## Selected passage
= Jules Lemaire =

French physician and pharmacist (1814–1873)

Jules Lemaire (February 17, 1814, in Ferrières (Seine-et-Marne) – March 8, 1873, in Les Lilas [Seine-Saint-Denis]), was a French medical doctor and pharmacist. He was the first to discover the antiseptic properties of carbolic acid (phenol).

== Biography ==
Lemaire, pharmacist and chemist, had been instructed by Dr. Ferdinand Le Beuf, pharmacist in Bayonne, to experiment with a preparation of coal tar, emulsified using an alcoholic tincture of saponin. Lemaire recognized antiseptic properties in this preparation, due to the carbolic acid (phenol) from coal tar, and published the results of this research in 1860 in a book entitled Du coaltar saponiné, désinfectant énergique (Saponinated coal tar, an energetic disinfectant).

Lemaire then experimented with the effects of phenol alongside those of coal tar, and presented the results of all his work in a new book published in 1863: De l'acide phénique, de son action sur les végétaux, les animaux, les ferments, les venins, les virus, les miasmes et de ses applications à l'industrie, à l'hygiène, aux sciences anatomiques et à la thérapeutique. He gave his preference here to phenol, more energetic and easier to handle than coal tar, and recommended phenol in aqueous solution at 5%. The work was out of print in a few months and had to be republished in 1865.

## Excerpted data
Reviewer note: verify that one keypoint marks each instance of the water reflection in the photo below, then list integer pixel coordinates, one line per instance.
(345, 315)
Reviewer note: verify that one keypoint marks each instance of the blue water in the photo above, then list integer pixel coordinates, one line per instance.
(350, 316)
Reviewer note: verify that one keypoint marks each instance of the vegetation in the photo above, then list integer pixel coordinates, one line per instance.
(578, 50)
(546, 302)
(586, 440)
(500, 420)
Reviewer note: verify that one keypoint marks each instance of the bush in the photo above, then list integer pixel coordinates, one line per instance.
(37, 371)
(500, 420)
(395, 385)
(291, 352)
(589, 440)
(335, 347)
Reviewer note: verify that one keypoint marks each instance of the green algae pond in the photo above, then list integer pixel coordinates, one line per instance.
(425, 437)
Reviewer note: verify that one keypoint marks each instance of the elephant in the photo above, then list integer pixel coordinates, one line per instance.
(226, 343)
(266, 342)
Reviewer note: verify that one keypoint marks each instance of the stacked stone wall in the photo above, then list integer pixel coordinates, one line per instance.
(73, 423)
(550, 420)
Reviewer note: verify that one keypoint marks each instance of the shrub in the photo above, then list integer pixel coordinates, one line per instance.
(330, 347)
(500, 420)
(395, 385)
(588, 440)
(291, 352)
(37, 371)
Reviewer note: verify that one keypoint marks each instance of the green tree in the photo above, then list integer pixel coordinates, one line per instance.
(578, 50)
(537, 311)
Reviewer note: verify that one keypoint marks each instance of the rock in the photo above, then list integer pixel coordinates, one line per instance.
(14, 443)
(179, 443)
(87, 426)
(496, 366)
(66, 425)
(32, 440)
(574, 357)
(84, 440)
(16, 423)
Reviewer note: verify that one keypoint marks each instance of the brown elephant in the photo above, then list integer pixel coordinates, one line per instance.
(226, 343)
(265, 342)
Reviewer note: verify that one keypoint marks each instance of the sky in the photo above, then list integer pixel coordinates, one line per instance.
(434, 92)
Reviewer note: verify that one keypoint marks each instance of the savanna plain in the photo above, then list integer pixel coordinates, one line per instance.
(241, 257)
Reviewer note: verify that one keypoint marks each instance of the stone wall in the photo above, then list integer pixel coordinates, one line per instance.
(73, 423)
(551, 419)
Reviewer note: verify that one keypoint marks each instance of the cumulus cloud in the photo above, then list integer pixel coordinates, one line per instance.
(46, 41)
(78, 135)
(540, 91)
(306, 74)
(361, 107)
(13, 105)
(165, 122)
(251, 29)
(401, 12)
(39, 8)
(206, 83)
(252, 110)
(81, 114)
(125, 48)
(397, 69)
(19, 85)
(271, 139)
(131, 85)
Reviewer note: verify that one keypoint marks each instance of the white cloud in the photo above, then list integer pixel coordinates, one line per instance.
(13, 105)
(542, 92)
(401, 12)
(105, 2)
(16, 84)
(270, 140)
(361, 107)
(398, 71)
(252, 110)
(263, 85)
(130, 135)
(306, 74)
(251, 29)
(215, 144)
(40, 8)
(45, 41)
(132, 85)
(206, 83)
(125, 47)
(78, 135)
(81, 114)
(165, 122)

## Instructions for the task
Reproduce the entire Jules Lemaire article from above, word for word.

## Reply to the task
= Jules Lemaire =

French physician and pharmacist (1814–1873)

Jules Lemaire (February 17, 1814, in Ferrières (Seine-et-Marne) – March 8, 1873, in Les Lilas [Seine-Saint-Denis]), was a French medical doctor and pharmacist. He was the first to discover the antiseptic properties of carbolic acid (phenol).

== Biography ==
Lemaire, pharmacist and chemist, had been instructed by Dr. Ferdinand Le Beuf, pharmacist in Bayonne, to experiment with a preparation of coal tar, emulsified using an alcoholic tincture of saponin. Lemaire recognized antiseptic properties in this preparation, due to the carbolic acid (phenol) from coal tar, and published the results of this research in 1860 in a book entitled Du coaltar saponiné, désinfectant énergique (Saponinated coal tar, an energetic disinfectant).

Lemaire then experimented with the effects of phenol alongside those of coal tar, and presented the results of all his work in a new book published in 1863: De l'acide phénique, de son action sur les végétaux, les animaux, les ferments, les venins, les virus, les miasmes et de ses applications à l'industrie, à l'hygiène, aux sciences anatomiques et à la thérapeutique. He gave his preference here to phenol, more energetic and easier to handle than coal tar, and recommended phenol in aqueous solution at 5%. The work was out of print in a few months and had to be republished in 1865.